**Work item**
From the first line to the last, restate the data word for word.

**Records supplied**
::::

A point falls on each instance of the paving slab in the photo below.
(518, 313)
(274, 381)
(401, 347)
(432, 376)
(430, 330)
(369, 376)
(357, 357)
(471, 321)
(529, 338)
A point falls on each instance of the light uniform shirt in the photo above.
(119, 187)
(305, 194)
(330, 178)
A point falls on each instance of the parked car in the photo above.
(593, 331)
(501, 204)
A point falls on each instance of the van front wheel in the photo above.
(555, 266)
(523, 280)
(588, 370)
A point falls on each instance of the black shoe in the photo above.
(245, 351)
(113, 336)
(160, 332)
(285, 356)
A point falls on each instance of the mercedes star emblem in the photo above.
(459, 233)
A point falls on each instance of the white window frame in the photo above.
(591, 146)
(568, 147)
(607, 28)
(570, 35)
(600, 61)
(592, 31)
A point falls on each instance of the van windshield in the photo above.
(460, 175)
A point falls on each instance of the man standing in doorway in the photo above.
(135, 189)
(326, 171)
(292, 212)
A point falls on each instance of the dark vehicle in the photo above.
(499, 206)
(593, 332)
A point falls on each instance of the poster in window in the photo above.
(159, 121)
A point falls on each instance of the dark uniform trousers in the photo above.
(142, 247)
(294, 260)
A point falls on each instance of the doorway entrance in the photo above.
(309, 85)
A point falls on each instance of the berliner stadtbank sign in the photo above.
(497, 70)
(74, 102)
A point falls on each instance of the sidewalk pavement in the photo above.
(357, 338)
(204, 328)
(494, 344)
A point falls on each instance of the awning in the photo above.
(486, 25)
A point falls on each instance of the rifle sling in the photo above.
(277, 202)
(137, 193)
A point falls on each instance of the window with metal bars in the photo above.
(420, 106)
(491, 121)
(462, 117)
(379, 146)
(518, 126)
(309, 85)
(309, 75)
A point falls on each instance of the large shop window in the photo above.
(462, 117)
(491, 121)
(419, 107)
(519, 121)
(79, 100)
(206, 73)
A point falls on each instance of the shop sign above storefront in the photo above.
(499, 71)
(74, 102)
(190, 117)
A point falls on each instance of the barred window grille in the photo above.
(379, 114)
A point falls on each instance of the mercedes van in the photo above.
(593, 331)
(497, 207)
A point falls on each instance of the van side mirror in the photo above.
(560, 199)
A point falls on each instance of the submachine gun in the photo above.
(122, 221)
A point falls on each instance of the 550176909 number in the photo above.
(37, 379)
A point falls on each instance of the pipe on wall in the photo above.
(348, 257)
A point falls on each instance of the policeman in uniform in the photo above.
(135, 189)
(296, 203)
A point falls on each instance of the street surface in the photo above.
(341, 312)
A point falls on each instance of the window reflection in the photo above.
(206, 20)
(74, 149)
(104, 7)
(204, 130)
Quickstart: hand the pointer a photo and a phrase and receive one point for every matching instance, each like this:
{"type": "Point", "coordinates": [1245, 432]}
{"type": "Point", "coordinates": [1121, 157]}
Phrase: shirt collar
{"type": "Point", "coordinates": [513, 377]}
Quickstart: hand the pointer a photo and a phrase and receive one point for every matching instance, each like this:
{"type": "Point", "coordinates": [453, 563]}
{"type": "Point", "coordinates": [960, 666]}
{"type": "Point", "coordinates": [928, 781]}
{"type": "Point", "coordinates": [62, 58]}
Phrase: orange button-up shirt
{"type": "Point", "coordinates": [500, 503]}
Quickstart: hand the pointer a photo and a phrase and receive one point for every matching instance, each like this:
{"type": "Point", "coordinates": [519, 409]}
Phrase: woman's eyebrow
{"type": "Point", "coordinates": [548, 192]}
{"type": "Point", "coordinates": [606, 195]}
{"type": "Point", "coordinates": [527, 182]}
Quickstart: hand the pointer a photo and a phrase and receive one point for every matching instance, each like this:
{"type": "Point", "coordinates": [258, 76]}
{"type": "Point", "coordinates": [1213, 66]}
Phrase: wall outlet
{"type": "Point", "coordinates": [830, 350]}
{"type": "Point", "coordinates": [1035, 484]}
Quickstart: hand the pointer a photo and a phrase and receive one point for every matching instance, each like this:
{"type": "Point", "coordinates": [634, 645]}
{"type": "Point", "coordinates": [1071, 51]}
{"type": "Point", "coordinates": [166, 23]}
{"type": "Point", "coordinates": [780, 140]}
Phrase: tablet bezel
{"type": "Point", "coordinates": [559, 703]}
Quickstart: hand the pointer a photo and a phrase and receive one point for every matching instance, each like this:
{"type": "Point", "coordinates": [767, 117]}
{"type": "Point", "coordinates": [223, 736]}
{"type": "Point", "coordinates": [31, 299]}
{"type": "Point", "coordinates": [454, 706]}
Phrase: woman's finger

::::

**Response to this exercise**
A point falls on each instance of the paving slab in the photo below.
(518, 313)
(274, 381)
(401, 347)
(432, 376)
(430, 330)
(369, 376)
(357, 357)
(471, 321)
(529, 338)
A point falls on each instance of the light uniform shirt in the photo above.
(119, 187)
(305, 194)
(330, 178)
A point falls on each instance of the parked car in the photo above.
(593, 331)
(501, 204)
A point falls on each instance of the van front wheel in the photo above.
(555, 266)
(523, 280)
(588, 370)
A point falls on each instance of the black shoe in the photo above.
(245, 351)
(113, 336)
(160, 332)
(285, 356)
A point falls on each instance of the mercedes star emblem in the photo above.
(459, 233)
A point falls on each instance of the white window frame in the photo above.
(591, 146)
(568, 147)
(607, 28)
(570, 35)
(600, 61)
(592, 31)
A point falls on each instance of the van windshield in the photo above.
(460, 175)
A point falls on each instance of the man standing in doorway in the photo above.
(135, 189)
(326, 171)
(292, 212)
A point falls on each instance of the dark vehicle in the photo above.
(499, 206)
(593, 332)
A point falls on each instance of the poster in window in the photo above.
(159, 121)
A point falls on each instance of the dark uniform trousers in the photo above.
(142, 247)
(294, 260)
A point falls on each instance of the doorway entrance in the photo above.
(309, 85)
A point falls on each instance of the berliner stadtbank sign in the photo above.
(497, 70)
(74, 102)
A point falls on each instance of the sidewalk pavement in the photo above.
(357, 338)
(204, 328)
(494, 344)
A point falls on each instance of the awning in the photo above.
(486, 25)
A point falls on each instance of the rifle sling in the photo above.
(277, 202)
(137, 193)
A point falls on each instance of the window with metal bars in the photo above.
(420, 106)
(491, 121)
(462, 117)
(379, 146)
(518, 126)
(309, 85)
(309, 75)
A point falls on each instance of the large shop window in the photo above.
(462, 117)
(491, 121)
(419, 107)
(519, 121)
(79, 100)
(206, 73)
A point falls on each instance of the shop sign above storefront in the photo above.
(499, 71)
(74, 102)
(190, 117)
A point falls on each instance of the barred window grille in the photo above.
(379, 114)
A point falls on each instance of the mercedes van in the photo above.
(593, 331)
(497, 207)
A point falls on each instance of the van side mirror in the photo above.
(560, 199)
A point falls on each instance of the submachine gun in the photo above.
(122, 221)
A point falls on each instance of the 550176909 number in the photo above.
(37, 379)
A point falls on each instance of the pipe on wall in the photo above.
(348, 257)
A point falls on each instance of the policeman in uniform in the photo above.
(135, 189)
(296, 203)
A point falls on each instance of the street surface in the photo above.
(341, 312)
A point falls on each instance of the window reflection in the photo above.
(206, 20)
(74, 149)
(104, 7)
(204, 130)
Quickstart: hand the pointer a photo and a phrase and receive one point for every matching instance, each like this:
{"type": "Point", "coordinates": [1245, 432]}
{"type": "Point", "coordinates": [1121, 157]}
Phrase: shirt collar
{"type": "Point", "coordinates": [513, 377]}
Quickstart: hand the pointer a photo and a phrase and receive one point for every matching instance, each like this:
{"type": "Point", "coordinates": [453, 563]}
{"type": "Point", "coordinates": [960, 666]}
{"type": "Point", "coordinates": [928, 781]}
{"type": "Point", "coordinates": [62, 58]}
Phrase: orange button-up shirt
{"type": "Point", "coordinates": [500, 503]}
Quickstart: hand the pointer a photo and a phrase and receive one point for every matching instance, each like this:
{"type": "Point", "coordinates": [519, 409]}
Phrase: woman's eyebrow
{"type": "Point", "coordinates": [548, 192]}
{"type": "Point", "coordinates": [606, 195]}
{"type": "Point", "coordinates": [527, 182]}
Quickstart: hand the pointer a photo and a phrase and receive one point for every matching instance, each like this:
{"type": "Point", "coordinates": [258, 76]}
{"type": "Point", "coordinates": [1213, 66]}
Phrase: wall outlet
{"type": "Point", "coordinates": [830, 350]}
{"type": "Point", "coordinates": [1035, 484]}
Quickstart: hand the pointer a photo and a phrase and receive one point for every matching instance, each like this:
{"type": "Point", "coordinates": [634, 645]}
{"type": "Point", "coordinates": [1071, 51]}
{"type": "Point", "coordinates": [166, 23]}
{"type": "Point", "coordinates": [780, 140]}
Phrase: tablet bezel
{"type": "Point", "coordinates": [559, 703]}
Quickstart: hand the pointer a photo and a phrase and receive one point for every matching instance, each like this:
{"type": "Point", "coordinates": [767, 117]}
{"type": "Point", "coordinates": [223, 736]}
{"type": "Point", "coordinates": [31, 299]}
{"type": "Point", "coordinates": [454, 706]}
Phrase: woman's finger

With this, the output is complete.